Collected data entries:
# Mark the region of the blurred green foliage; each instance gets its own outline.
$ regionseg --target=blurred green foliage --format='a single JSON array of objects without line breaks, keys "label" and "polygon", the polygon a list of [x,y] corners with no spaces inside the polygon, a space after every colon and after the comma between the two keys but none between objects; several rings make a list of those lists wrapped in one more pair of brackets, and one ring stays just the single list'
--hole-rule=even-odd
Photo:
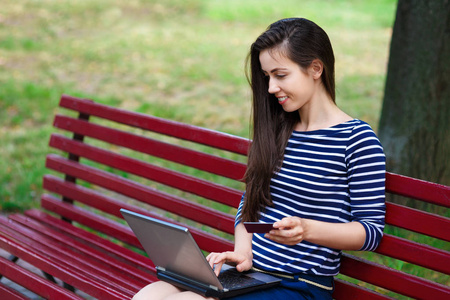
[{"label": "blurred green foliage", "polygon": [[0,10],[0,207],[38,206],[62,93],[248,136],[244,61],[273,21],[329,34],[337,102],[378,123],[396,1],[5,0]]}]

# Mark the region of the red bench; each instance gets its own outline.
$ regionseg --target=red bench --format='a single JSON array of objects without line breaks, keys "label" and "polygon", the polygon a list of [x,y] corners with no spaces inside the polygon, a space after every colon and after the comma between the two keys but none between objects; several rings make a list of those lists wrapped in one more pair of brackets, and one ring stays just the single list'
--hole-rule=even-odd
[{"label": "red bench", "polygon": [[[70,96],[60,106],[72,112],[54,120],[66,134],[50,138],[41,209],[0,217],[0,248],[47,276],[5,259],[1,275],[43,297],[78,299],[73,291],[81,290],[131,298],[156,276],[120,208],[189,227],[205,251],[232,249],[247,139]],[[345,253],[335,298],[450,299],[450,187],[387,173],[386,190],[442,213],[387,203],[386,222],[398,236],[386,234],[376,254]],[[410,273],[428,278],[391,268],[411,264]],[[4,285],[0,293],[21,299]]]}]

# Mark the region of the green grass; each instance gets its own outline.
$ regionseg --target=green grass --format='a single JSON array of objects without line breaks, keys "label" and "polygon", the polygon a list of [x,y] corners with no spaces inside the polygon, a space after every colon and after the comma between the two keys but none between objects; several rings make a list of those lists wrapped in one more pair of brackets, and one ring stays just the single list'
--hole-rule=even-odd
[{"label": "green grass", "polygon": [[337,102],[375,129],[396,1],[6,0],[0,11],[0,207],[37,206],[62,93],[248,136],[249,45],[310,18],[332,40]]}]

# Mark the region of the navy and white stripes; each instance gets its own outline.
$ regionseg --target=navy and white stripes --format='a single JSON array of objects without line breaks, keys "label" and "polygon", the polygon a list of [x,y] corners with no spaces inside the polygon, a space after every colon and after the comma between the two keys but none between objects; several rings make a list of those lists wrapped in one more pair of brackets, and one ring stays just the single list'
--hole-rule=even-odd
[{"label": "navy and white stripes", "polygon": [[[294,131],[280,171],[271,180],[274,207],[261,222],[287,216],[332,223],[360,222],[366,230],[361,250],[374,250],[384,228],[385,156],[370,126],[352,120],[327,129]],[[243,202],[236,215],[240,222]],[[341,252],[303,241],[281,245],[253,235],[255,267],[287,273],[337,275]]]}]

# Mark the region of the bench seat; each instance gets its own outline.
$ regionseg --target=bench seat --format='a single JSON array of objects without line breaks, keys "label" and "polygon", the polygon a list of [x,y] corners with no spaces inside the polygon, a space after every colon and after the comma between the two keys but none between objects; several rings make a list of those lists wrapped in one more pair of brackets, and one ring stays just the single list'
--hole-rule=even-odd
[{"label": "bench seat", "polygon": [[[41,207],[0,216],[0,248],[47,278],[4,258],[1,275],[50,299],[130,299],[157,278],[121,208],[188,227],[205,252],[233,249],[247,139],[67,95],[60,107]],[[387,173],[386,192],[433,212],[387,202],[392,232],[373,255],[343,254],[334,298],[449,299],[450,187]]]}]

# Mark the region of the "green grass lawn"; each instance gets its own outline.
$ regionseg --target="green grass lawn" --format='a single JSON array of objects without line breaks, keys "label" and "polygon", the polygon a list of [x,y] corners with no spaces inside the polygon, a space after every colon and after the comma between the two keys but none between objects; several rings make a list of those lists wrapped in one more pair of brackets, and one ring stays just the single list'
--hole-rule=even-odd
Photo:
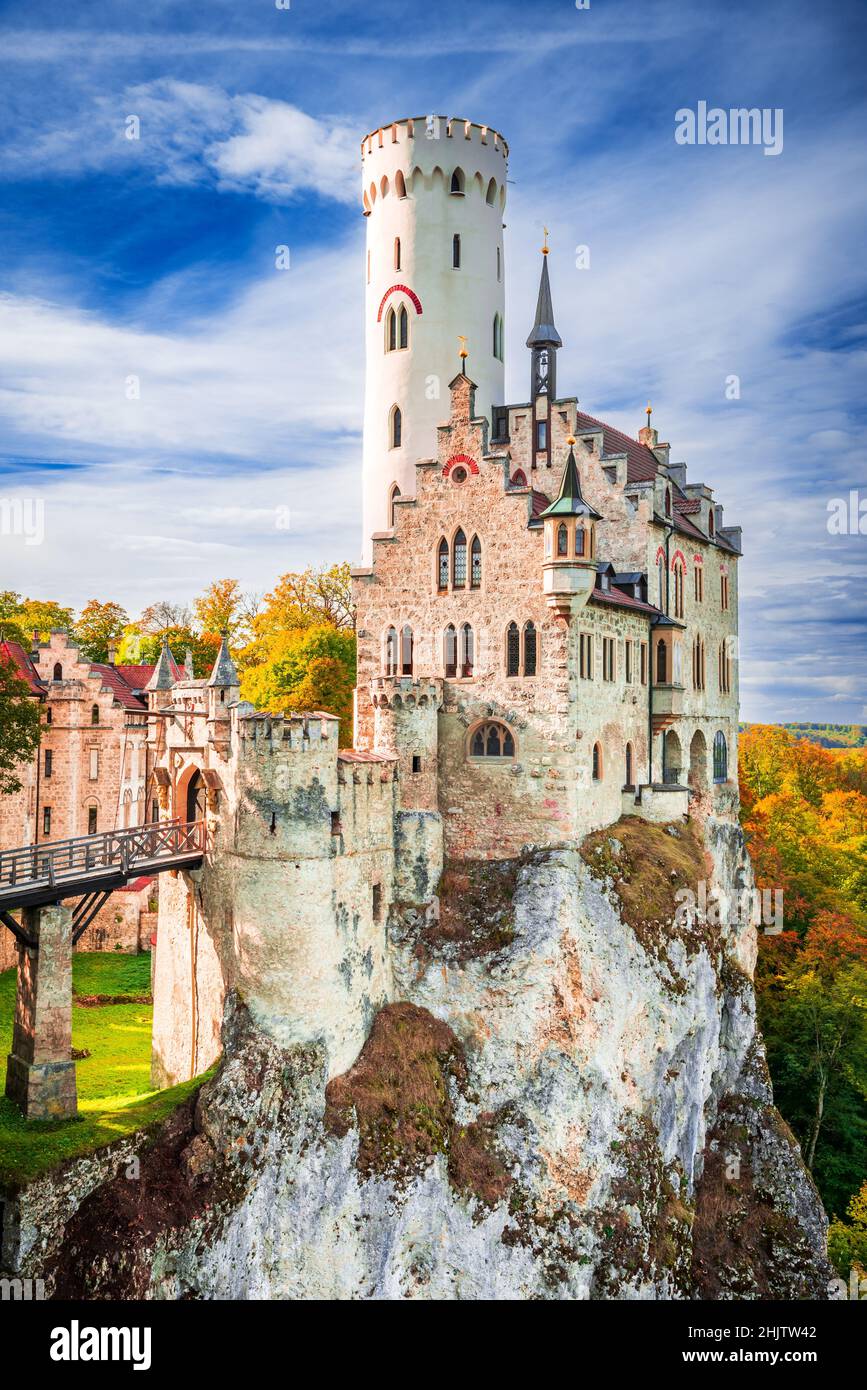
[{"label": "green grass lawn", "polygon": [[[150,956],[81,952],[73,956],[76,995],[140,995],[150,991]],[[15,971],[0,974],[0,1066],[12,1044]],[[0,1098],[0,1188],[38,1177],[62,1159],[89,1153],[133,1130],[157,1123],[201,1085],[202,1077],[154,1091],[150,1084],[150,1004],[72,1006],[72,1045],[89,1057],[76,1063],[75,1120],[25,1120]]]}]

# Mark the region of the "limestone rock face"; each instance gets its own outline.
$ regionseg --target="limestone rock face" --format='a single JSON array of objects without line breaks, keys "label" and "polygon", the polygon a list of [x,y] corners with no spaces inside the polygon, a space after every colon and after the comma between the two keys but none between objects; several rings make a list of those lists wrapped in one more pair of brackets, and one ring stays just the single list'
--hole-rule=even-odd
[{"label": "limestone rock face", "polygon": [[[736,825],[692,833],[671,836],[671,884],[692,856],[749,886]],[[92,1192],[58,1291],[824,1297],[825,1216],[755,1029],[755,929],[673,922],[620,828],[591,840],[396,912],[396,1002],[330,1083],[324,1048],[280,1047],[230,995],[220,1072],[187,1131],[142,1153],[141,1200],[174,1186],[161,1220],[136,1247],[138,1199]],[[487,935],[455,907],[486,891]]]}]

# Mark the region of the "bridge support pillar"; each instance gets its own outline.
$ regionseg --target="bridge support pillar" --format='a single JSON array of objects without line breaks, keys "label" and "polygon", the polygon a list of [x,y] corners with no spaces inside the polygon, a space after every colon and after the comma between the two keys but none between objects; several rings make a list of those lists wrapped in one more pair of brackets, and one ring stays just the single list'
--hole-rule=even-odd
[{"label": "bridge support pillar", "polygon": [[18,990],[6,1094],[29,1120],[77,1113],[72,1060],[72,909],[25,908],[22,925],[38,948],[18,945]]}]

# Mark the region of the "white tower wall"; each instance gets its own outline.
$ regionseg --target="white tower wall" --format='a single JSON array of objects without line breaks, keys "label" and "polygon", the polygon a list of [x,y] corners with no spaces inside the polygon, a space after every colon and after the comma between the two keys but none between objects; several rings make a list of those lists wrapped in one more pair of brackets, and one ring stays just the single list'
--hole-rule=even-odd
[{"label": "white tower wall", "polygon": [[[467,375],[478,388],[476,414],[490,417],[491,405],[504,401],[503,362],[494,356],[494,316],[504,319],[508,148],[495,131],[469,121],[437,117],[433,129],[438,134],[429,136],[429,128],[423,116],[401,120],[362,141],[367,221],[363,539],[368,560],[374,532],[390,526],[393,485],[403,497],[414,496],[416,461],[436,455],[437,426],[448,419],[448,383],[460,369],[459,334],[467,340]],[[462,196],[450,192],[455,170],[463,174]],[[398,172],[405,196],[400,196]],[[455,233],[461,238],[459,269],[452,264]],[[405,288],[391,293],[383,305],[395,285]],[[402,305],[409,315],[409,345],[387,352],[388,310],[399,312]],[[399,448],[390,447],[395,405],[402,418]]]}]

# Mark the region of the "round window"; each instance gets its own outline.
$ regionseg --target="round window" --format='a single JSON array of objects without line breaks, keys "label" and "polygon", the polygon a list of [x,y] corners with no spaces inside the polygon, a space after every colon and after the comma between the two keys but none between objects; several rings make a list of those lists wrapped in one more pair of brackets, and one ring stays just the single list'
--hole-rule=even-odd
[{"label": "round window", "polygon": [[467,481],[467,470],[465,468],[455,468],[452,472],[452,479],[456,483],[465,483]]}]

● **What you are asked to do**:
When you repeat the records, reproduce each line exactly and drop the images.

● **Result of the task**:
# Mark the region of the blurred green foliage; each instance gets its own outline.
$ regionseg --target=blurred green foliage --format='a single JSON array of objects without line breaks, keys "label" and "polygon", the polygon a list of [x,y] corners with no spaces inside the polygon, a space after every colon and after the comma between the two keys but none between objects; several rings make a list of those lists wrapped in one more pair of brackets, and one ring stays just the single list'
--hole-rule=even-odd
Photo:
[{"label": "blurred green foliage", "polygon": [[0,10],[0,207],[38,206],[62,93],[248,136],[244,61],[273,21],[329,34],[337,102],[378,123],[396,1],[5,0]]}]

# Mark the region of the red bench; each instance gets its own outline.
$ regionseg --target=red bench --format='a single JSON array of objects without line breaks, keys "label" and "polygon", the polygon a list of [x,y] corners with no spaces inside the polygon, a space after every colon and after the comma between the two keys but none between objects; several rings make a list of those lists wrapped in one more pair of brackets, and one ring stays just the single list'
--hole-rule=even-odd
[{"label": "red bench", "polygon": [[[70,96],[60,106],[72,112],[54,120],[66,134],[50,138],[41,209],[0,217],[0,248],[47,276],[5,259],[1,275],[43,297],[78,299],[73,291],[81,290],[131,298],[156,276],[120,208],[189,227],[205,251],[232,249],[247,139]],[[345,253],[335,298],[450,299],[450,187],[387,173],[386,190],[442,213],[387,203],[386,222],[398,236],[386,234],[376,254]],[[410,273],[428,278],[391,268],[411,264]],[[4,285],[0,293],[21,299]]]}]

# Mark the region of the green grass; each instance gets its own outline.
$ regionseg --target=green grass --format='a single JSON array of objects without line breaks, keys "label" and "polygon", the polygon a list of [x,y] corners with no spaces inside the polygon, a space after every colon and after the comma between the two keys but none between objects; several rings make a list of those lists wrapped in one more pair of brackets, and one ring stays just the single list'
--hole-rule=even-odd
[{"label": "green grass", "polygon": [[337,102],[375,129],[396,1],[6,0],[0,11],[0,207],[37,206],[62,93],[248,136],[249,45],[310,18],[332,40]]}]

# Mark the region of the navy and white stripes; each instance gets its own outline.
$ regionseg --target=navy and white stripes --format='a single JSON array of objects without line breaks, keys "label" and "polygon", the polygon a list of [x,y] corners with no spaces inside the polygon, a space after every colon and after the comma between the two keys but none between objects; several rings make a list of those lists wrapped in one more pair of brackets, and one ring stays just the single list'
--hole-rule=even-odd
[{"label": "navy and white stripes", "polygon": [[[294,131],[280,171],[271,180],[274,207],[261,222],[287,216],[332,223],[360,222],[366,230],[361,250],[374,250],[384,228],[385,156],[370,126],[352,120],[327,129]],[[243,202],[236,215],[240,222]],[[341,252],[303,241],[281,245],[253,235],[255,267],[287,273],[337,275]]]}]

# Mark the region of the bench seat; each instance gets its own outline.
$ regionseg --target=bench seat --format='a single JSON array of objects without line breaks, keys "label" and "polygon", the polygon a list of [x,y] corners with no spaces inside the polygon, a space after every colon and after the comma between the two keys but none between objects; several rings make a list of those lists wrapped in one more pair of brackets, and one ring stays just the single list'
--hole-rule=even-odd
[{"label": "bench seat", "polygon": [[[41,207],[0,216],[0,248],[47,278],[4,258],[1,275],[50,299],[130,299],[157,278],[121,208],[188,227],[205,252],[233,249],[247,139],[67,95],[60,107]],[[387,173],[386,192],[433,212],[387,202],[392,232],[373,255],[343,254],[334,298],[449,299],[450,187]]]}]

# Mark the region of the "green grass lawn"; each instance gets its own outline.
$ regionseg --target="green grass lawn" --format='a single JSON array of objects without line breaks, keys "label" and "polygon", the polygon a list of [x,y] corners with no spaces inside the polygon, a space after every colon and after the comma between the two keys but none between objects; several rings make a list of those lists wrapped in one more pair of brackets, and one ring stays just the single list'
--hole-rule=even-odd
Photo:
[{"label": "green grass lawn", "polygon": [[[150,956],[81,952],[73,956],[76,995],[140,995],[150,991]],[[15,971],[0,974],[0,1066],[12,1044]],[[0,1098],[0,1188],[38,1177],[62,1159],[89,1153],[133,1130],[157,1123],[201,1085],[202,1077],[154,1091],[150,1084],[150,1004],[72,1006],[72,1045],[89,1057],[76,1063],[75,1120],[25,1120]]]}]

# Mark the region of the "limestone rock face"; each instance gets its own outline.
$ regionseg --target="limestone rock face" --format='a single JSON array of objects without line breaks, keys "label" and "polygon", the polygon a list of [x,y] corners with no spaces inside the polygon, a space after every colon and after the comma between the two keys but none between objects; several rings make a list of those lists wrapped in one more pair of brackets, and one ring stays just the single list'
--hole-rule=even-odd
[{"label": "limestone rock face", "polygon": [[[736,825],[692,833],[671,836],[671,884],[692,856],[749,886]],[[92,1192],[58,1291],[824,1297],[825,1216],[755,1029],[755,929],[673,922],[620,828],[591,840],[396,912],[396,1002],[330,1083],[324,1048],[280,1047],[230,995],[220,1072],[187,1131],[142,1153],[141,1200],[174,1186],[161,1220],[136,1247],[138,1199]],[[487,935],[455,907],[486,891]]]}]

# Mark the region of the "bridge support pillar"; each instance gets its own outline.
$ regionseg --target="bridge support pillar" --format='a single JSON array of objects without line breaks, keys "label" and "polygon", the polygon a list of [x,y] corners with no spaces inside the polygon, a space after every colon and after the comma between the two keys but none between objects; several rings make a list of those lists wrapped in one more pair of brackets, and one ring stays just the single list'
--hole-rule=even-odd
[{"label": "bridge support pillar", "polygon": [[18,990],[6,1094],[29,1120],[77,1113],[72,1060],[72,909],[25,908],[22,925],[38,948],[18,945]]}]

# Mark the region of the "white tower wall"; each instance gets its own outline.
$ regionseg --target="white tower wall" --format='a single JSON array of objects without line breaks, keys "label" and "polygon", the polygon a list of [x,y] corners with no spaces inside the polygon, a space after every colon and after the comma between the two keys but none between objects; several rings make a list of those lists wrapped in one more pair of brackets, and one ring stays just the single list'
--hole-rule=even-odd
[{"label": "white tower wall", "polygon": [[[467,375],[478,388],[476,414],[490,417],[491,405],[504,401],[503,362],[494,356],[494,316],[504,319],[508,148],[495,131],[469,121],[437,117],[433,129],[438,134],[429,136],[429,128],[423,116],[401,120],[362,141],[367,221],[363,539],[368,560],[374,532],[390,526],[393,485],[403,497],[414,496],[416,461],[436,455],[437,426],[448,419],[448,383],[460,369],[459,334],[467,340]],[[462,196],[450,192],[455,170],[463,174]],[[398,172],[405,196],[400,196]],[[455,233],[461,238],[459,269],[452,264]],[[405,288],[391,293],[383,305],[395,285]],[[402,305],[409,315],[409,345],[387,352],[388,310],[399,312]],[[399,448],[390,447],[395,405],[402,418]]]}]

# Mark the region of the "round window"; each instance gets its own outline.
$ regionseg --target="round window" --format='a single JSON array of objects without line breaks, keys "label" and "polygon", the polygon a list of [x,y] corners with no spaces inside the polygon, a space after every colon and after the comma between the two keys but none between objects; several rings make a list of those lists wrapped in one more pair of brackets, and one ring stays just the single list'
--hole-rule=even-odd
[{"label": "round window", "polygon": [[467,481],[467,470],[465,468],[455,468],[452,472],[452,479],[456,483],[465,483]]}]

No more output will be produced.